─── Text for analysis

I APPLAUD and hold the Saint Lucia Medical and Dental Association (SLMDA) to its commitment to support local health service improvements. However, inferring our health facilities are solely to blame for the poor quality of care being received by the public is fraught with loopholes.
Trashing our public health institutions in such a non-specific and unmeasured manner is unhelpful at best. Furthermore, a claim of inadequate Occupational Health and Safety Standards is quite an allegation for which every team member is at least partially liable. This scenario is too grave to be used as a political roro.
If moving to the new hospitals is the aim of all of this, then I say “all hands on deck” and let’s go! However, I struggle to understand how this will significantly improve what are seemingly operational, process, policy and vague issues.
Health is predominantly a service-oriented industry with the support of materials, equipment and infrastructure. Quality of care is determined by the synergism of all facets. Therefore, we cannot readily speak of one aspect of health provision without seriously considering others and, in particular, the most heavily weighted factor influencing our health outcomes — our professional services.
Unfortunately, my experience is that our prognosis is as dismal in a comfy bed and air- conditioned room if there is poor attitude, careless behaviour and inadequate competencies. My confusion and mistrust comes from the inequalities in care provided by our professionals, their conflicts of interest and inability to find balance between professional ethics and financial compensation.
Therefore, before I point a finger, I look in the mirror and ask myself as a health performer:
1) How long did it take our institutions to reach this supposed deplorable state, what was my role during its deterioration and now in the recovery process?
2) Regardless of the meagre compensation for my work, am I in a position to claim demotivation in a job that is so heavily dependent on professional responsibility?
I commend the SLMDA’s willingness to support, solve and sustain healthcare matters in the interest of the public; however, we need to be clearer on the problem statement before we embark on the solutions.

──────
─── The data

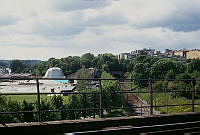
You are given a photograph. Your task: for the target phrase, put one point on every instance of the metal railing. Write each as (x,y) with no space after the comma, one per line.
(100,92)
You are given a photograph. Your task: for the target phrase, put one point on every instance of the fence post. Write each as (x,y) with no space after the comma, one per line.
(38,99)
(151,97)
(100,99)
(193,96)
(84,104)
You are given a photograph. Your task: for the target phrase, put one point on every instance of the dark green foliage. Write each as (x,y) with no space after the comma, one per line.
(28,117)
(111,99)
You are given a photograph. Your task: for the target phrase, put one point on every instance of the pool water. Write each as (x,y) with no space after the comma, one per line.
(62,81)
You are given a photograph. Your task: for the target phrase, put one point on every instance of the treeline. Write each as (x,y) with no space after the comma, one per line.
(74,106)
(103,62)
(173,75)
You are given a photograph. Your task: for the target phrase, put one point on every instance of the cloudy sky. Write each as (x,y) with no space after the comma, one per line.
(40,29)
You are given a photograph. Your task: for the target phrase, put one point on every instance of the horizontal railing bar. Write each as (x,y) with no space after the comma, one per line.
(144,129)
(133,79)
(115,92)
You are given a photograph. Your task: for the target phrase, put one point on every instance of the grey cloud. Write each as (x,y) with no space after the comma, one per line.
(7,20)
(185,17)
(70,5)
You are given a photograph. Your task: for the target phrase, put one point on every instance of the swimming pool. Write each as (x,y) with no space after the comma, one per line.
(62,81)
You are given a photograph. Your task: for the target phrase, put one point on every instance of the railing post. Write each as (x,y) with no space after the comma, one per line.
(84,104)
(100,99)
(151,97)
(193,96)
(38,99)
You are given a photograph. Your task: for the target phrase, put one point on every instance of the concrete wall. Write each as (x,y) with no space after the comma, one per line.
(67,126)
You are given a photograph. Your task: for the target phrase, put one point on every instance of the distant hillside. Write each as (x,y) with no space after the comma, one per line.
(6,63)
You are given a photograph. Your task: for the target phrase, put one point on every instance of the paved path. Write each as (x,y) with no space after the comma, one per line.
(135,101)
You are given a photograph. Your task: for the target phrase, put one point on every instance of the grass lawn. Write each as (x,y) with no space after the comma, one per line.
(168,99)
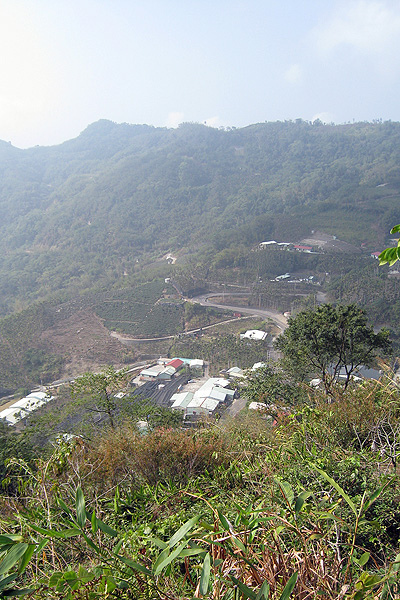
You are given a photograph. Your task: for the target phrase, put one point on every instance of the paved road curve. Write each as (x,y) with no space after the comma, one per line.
(277,317)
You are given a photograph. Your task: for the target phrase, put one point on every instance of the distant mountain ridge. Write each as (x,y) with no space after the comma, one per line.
(85,211)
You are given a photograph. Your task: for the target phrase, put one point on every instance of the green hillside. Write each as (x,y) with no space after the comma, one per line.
(88,223)
(83,213)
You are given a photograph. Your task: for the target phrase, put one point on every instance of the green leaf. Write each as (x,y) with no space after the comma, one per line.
(289,587)
(286,491)
(55,578)
(300,500)
(246,591)
(20,592)
(176,538)
(205,575)
(93,521)
(106,528)
(168,559)
(263,593)
(134,565)
(84,575)
(238,543)
(52,533)
(224,521)
(338,489)
(12,557)
(4,582)
(159,543)
(364,558)
(110,585)
(10,539)
(26,558)
(80,508)
(62,505)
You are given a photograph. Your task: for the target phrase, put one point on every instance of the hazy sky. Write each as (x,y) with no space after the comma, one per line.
(67,63)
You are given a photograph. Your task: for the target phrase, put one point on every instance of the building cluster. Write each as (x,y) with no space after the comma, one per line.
(166,369)
(24,407)
(206,401)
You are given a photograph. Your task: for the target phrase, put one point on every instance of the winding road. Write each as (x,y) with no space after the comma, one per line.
(279,320)
(275,316)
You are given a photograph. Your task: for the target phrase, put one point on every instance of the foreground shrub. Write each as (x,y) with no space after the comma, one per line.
(164,455)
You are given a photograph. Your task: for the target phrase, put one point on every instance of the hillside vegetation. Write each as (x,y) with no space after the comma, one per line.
(91,229)
(301,506)
(81,214)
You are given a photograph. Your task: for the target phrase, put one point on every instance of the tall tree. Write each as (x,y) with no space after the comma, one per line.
(330,341)
(391,255)
(101,387)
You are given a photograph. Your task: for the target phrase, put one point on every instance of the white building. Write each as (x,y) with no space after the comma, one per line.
(254,334)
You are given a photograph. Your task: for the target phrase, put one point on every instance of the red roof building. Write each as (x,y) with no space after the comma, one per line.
(176,363)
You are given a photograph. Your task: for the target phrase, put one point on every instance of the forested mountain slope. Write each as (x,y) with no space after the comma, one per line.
(82,213)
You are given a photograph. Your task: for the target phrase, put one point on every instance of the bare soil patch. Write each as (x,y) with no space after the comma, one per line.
(84,340)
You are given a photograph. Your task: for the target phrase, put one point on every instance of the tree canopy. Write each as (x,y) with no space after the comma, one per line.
(391,255)
(332,342)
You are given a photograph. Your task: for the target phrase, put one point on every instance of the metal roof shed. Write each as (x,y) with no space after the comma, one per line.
(181,401)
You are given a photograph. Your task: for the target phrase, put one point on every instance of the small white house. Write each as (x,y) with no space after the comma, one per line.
(254,334)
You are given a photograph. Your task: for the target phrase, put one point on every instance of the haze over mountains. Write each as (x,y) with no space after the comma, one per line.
(89,208)
(91,214)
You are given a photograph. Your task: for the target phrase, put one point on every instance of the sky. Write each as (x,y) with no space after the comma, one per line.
(67,63)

──────

# Required actions
1. Answer these questions about the health care text:
(a) Which organization does the writer applaud in the opening sentence?
(b) What does the text say health predominantly is?
(c) What does the writer say must be made clearer before embarking on the solutions?
2. Rewrite the part of the health care text between "2) Regardless of" and "on professional responsibility?", inclusive, changing "meagre" to "modest".
None of this data is needed here.

# Per-task outputs
1.
(a) The Saint Lucia Medical and Dental Association (SLMDA).
(b) A service-oriented industry with the support of materials, equipment and infrastructure.
(c) The problem statement.

2.
2) Regardless of the modest compensation for my work, am I in a position to claim demotivation in a job that is so heavily dependent on professional responsibility?